Leitsatz

Einkommensteuer-Vorauszahlungen sind zu erstatten, wenn das Finanzamt einen Jahressteuerbescheid wegen des Eintritts der Festsetzungsverjährung nicht mehr erlassen kann.

 

Sachverhalt

Der Kläger hatte Vorauszahlungen zur Einkommensteuer für die Jahre 1999 und 2000 gezahlt, aber vom Finanzamt keine Jahresveranlagung zur Einkommensteuer 1999 und 2000 erhalten. Deshalb beantragte er 2008 deren Erstattung. Das Finanzamt erließ daraufhin einen Abrechnungsbescheid, wonach hinsichtlich der Vorauszahlungen kein Erstattungsanspruch des Klägers bestand. Hiergegen legte er 2009 Einspruch ein, mit der Begründung, dass zum 31.12.2006 bzw. 2007 die Festsetzungsverjährung eingetreten sei. Die Vorauszahlungsbescheide seien dadurch gemäß § 124 Abs. 2 AO"auf andere Weise" erledigt.

 

Entscheidung

Das Finanzgericht gab dem Kläger Recht. Entgegen der Ansicht des Finanzamts haben sich die Vorauszahlungsbescheide mit dem Eintritt der Festsetzungsverjährung und dem dadurch bedingten Erlöschen des Steueranspruchs "auf andere Weise" i. S. v. § 124 Abs. 2 AO erledigt. Damit sei der rechtliche Grund für die Vorauszahlungen weggefallen; diese seien folglich zu erstatten, erklärten die Richter. Im Vorauszahlungsbescheid werden Vorauszahlungen auf die für den laufenden Veranlagungszeitraum voraussichtlich geschuldete Steuerschuld festgesetzt (vgl. § 37 Abs. 1 EStG), die auf die Einkommensteuer angerechnet werden (§ 36 Abs. 2 Nr. 1 EStG). Der Vorauszahlungsbescheid treffe damit lediglich eine vorläufige Regelung bis zur endgültigen Steuerfestsetzung. Die auf seiner Grundlage geleisteten Vorauszahlungen stünden unter dem Vorbehalt, dass später eine endgültige Steuer in dieser Höhe festgesetzt werde (so ausdrücklich BFH, Urteil v. 13.3.1979, III R 79/77).
——
Geben Sie den Abschnitt des Lesetexts zwischen „Einkommensteuer-Vorauszahlungen sind zu“ und „mehr erlassen kann.“ einschließlich erneut wieder, und aktualisieren Sie ihn dabei, indem Sie „Jahressteuerbescheid“ durch „Einkommensteuerbescheid“ ersetzen.
——
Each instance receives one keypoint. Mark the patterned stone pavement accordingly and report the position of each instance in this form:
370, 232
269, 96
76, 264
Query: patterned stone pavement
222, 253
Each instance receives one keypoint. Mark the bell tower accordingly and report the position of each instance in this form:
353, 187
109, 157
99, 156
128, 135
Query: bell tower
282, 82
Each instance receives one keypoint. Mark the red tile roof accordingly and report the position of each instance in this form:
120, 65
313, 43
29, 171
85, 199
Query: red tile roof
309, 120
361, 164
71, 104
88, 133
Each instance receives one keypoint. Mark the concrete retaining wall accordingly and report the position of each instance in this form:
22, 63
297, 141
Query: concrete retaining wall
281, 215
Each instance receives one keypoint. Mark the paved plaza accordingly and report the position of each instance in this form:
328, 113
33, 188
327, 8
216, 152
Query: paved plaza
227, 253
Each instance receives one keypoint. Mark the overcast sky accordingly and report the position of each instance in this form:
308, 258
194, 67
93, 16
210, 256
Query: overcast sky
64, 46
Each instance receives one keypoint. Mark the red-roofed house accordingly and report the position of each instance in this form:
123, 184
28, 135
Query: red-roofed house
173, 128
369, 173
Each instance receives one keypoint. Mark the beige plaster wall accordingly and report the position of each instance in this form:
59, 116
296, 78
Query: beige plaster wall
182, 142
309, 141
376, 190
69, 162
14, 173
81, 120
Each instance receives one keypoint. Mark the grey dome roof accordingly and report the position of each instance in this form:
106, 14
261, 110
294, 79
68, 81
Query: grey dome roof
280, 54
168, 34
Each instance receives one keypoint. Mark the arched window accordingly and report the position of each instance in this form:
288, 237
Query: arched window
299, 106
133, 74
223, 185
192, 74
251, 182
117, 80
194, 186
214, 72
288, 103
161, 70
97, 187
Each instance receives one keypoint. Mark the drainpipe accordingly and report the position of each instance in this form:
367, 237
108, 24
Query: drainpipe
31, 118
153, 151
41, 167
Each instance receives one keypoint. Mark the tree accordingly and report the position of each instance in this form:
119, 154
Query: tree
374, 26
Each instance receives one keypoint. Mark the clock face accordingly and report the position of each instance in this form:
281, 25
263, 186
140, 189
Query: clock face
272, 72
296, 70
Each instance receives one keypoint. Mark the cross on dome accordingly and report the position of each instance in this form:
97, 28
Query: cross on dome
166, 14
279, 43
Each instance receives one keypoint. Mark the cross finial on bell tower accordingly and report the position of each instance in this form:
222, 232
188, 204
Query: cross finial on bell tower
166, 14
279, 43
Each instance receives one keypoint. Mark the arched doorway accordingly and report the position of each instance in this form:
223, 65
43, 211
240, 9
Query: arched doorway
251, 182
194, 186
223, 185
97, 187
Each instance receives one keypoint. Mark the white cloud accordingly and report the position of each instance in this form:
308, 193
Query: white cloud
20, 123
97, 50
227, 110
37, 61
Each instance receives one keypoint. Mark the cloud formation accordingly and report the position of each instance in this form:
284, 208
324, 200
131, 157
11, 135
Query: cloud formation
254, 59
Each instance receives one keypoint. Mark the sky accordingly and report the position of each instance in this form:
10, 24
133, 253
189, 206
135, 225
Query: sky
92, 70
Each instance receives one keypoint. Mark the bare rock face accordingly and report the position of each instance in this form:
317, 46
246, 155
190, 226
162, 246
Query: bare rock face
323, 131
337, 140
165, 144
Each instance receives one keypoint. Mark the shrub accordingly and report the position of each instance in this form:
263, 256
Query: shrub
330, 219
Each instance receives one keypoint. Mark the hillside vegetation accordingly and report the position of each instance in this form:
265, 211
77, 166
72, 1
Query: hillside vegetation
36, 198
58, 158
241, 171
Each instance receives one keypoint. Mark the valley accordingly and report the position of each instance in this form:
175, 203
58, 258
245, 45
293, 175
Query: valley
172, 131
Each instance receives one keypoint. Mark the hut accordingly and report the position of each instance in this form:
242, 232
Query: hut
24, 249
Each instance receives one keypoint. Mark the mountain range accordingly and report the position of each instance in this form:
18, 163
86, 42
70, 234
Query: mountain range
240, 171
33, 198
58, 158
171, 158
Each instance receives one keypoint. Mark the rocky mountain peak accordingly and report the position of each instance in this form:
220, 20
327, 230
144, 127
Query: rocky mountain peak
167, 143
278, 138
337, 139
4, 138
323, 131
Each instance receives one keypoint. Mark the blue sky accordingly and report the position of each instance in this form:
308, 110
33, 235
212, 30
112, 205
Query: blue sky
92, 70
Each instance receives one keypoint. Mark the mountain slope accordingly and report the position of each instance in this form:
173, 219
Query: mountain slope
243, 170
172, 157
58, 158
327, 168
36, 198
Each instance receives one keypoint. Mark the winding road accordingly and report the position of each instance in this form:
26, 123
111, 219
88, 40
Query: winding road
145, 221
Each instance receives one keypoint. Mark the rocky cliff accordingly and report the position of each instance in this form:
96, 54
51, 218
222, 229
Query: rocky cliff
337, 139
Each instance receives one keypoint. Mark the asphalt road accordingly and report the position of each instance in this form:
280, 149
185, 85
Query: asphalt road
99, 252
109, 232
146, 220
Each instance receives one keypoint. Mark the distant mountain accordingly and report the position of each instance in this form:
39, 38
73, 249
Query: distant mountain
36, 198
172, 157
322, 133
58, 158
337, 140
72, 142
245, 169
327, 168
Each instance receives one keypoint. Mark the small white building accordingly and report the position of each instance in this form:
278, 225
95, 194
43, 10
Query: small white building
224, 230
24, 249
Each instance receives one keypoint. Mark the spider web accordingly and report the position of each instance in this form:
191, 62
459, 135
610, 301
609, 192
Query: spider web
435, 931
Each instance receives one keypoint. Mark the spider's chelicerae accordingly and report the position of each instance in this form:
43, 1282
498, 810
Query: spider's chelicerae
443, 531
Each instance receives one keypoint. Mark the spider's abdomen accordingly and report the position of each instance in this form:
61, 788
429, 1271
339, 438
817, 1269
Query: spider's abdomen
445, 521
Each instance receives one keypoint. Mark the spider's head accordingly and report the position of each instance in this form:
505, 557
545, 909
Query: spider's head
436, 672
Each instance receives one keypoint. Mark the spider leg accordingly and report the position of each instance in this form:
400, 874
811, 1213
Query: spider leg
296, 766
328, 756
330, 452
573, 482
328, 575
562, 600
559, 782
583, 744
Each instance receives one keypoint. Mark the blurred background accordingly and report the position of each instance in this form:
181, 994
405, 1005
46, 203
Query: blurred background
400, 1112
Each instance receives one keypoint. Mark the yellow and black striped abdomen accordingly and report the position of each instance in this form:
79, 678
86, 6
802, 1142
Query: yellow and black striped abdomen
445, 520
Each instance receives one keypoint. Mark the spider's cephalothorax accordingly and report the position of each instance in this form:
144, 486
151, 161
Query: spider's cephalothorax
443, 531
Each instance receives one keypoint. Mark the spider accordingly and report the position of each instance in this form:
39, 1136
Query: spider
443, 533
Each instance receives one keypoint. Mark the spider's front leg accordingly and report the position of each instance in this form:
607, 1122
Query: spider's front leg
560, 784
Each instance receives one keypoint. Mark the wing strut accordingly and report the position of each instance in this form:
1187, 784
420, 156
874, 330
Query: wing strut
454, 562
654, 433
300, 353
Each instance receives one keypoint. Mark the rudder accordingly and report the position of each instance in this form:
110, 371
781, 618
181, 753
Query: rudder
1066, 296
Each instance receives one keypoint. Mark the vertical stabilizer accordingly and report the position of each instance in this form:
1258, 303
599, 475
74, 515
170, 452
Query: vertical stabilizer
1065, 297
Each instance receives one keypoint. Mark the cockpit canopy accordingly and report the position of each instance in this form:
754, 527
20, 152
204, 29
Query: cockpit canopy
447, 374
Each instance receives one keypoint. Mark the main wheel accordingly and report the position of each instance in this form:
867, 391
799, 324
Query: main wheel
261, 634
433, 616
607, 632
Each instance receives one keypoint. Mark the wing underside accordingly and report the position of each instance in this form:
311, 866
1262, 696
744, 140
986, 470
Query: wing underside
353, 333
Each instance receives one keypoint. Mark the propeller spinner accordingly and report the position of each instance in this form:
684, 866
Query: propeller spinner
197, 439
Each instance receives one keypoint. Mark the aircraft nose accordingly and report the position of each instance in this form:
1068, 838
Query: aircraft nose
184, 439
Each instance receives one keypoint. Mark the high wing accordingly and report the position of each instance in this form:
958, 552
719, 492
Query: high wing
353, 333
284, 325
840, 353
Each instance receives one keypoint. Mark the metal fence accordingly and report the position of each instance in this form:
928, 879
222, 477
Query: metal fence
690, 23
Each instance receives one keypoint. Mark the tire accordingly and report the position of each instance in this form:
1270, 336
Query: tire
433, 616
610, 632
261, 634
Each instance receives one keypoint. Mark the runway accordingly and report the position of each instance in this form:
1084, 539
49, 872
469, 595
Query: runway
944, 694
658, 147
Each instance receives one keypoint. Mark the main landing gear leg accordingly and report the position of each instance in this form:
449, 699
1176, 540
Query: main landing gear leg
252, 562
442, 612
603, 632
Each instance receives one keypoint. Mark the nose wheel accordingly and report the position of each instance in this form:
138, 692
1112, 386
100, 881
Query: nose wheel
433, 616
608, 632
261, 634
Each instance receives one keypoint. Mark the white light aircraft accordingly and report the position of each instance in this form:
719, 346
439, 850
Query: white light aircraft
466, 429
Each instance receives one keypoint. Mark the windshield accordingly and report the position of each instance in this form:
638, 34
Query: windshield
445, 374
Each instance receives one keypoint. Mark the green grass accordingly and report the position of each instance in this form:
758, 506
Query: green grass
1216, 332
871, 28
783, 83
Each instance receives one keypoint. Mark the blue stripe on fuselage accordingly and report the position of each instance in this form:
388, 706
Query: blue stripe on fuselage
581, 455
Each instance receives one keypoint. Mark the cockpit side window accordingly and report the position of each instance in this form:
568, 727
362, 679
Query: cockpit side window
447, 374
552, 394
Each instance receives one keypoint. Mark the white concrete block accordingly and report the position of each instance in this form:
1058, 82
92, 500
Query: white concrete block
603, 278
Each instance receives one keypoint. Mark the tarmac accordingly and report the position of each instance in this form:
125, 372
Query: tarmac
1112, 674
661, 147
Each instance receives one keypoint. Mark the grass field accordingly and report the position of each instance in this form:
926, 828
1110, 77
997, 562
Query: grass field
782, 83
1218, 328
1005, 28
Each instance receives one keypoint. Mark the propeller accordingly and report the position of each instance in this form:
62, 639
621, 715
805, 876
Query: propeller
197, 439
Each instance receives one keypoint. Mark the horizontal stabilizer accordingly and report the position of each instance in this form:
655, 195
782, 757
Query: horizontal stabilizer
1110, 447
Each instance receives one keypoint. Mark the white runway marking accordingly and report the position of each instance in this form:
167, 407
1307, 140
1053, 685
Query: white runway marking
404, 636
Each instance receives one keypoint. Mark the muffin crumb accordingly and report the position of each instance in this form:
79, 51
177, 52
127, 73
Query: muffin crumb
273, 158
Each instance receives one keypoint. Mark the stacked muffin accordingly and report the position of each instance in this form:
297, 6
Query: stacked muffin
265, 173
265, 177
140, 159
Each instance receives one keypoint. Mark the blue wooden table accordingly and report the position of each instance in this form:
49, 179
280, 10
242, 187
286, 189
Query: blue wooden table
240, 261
——
■ **Lösung der Aufgabe**
Einkommensteuer-Vorauszahlungen sind zu erstatten, wenn das Finanzamt einen Einkommensteuerbescheid wegen des Eintritts der Festsetzungsverjährung nicht mehr erlassen kann.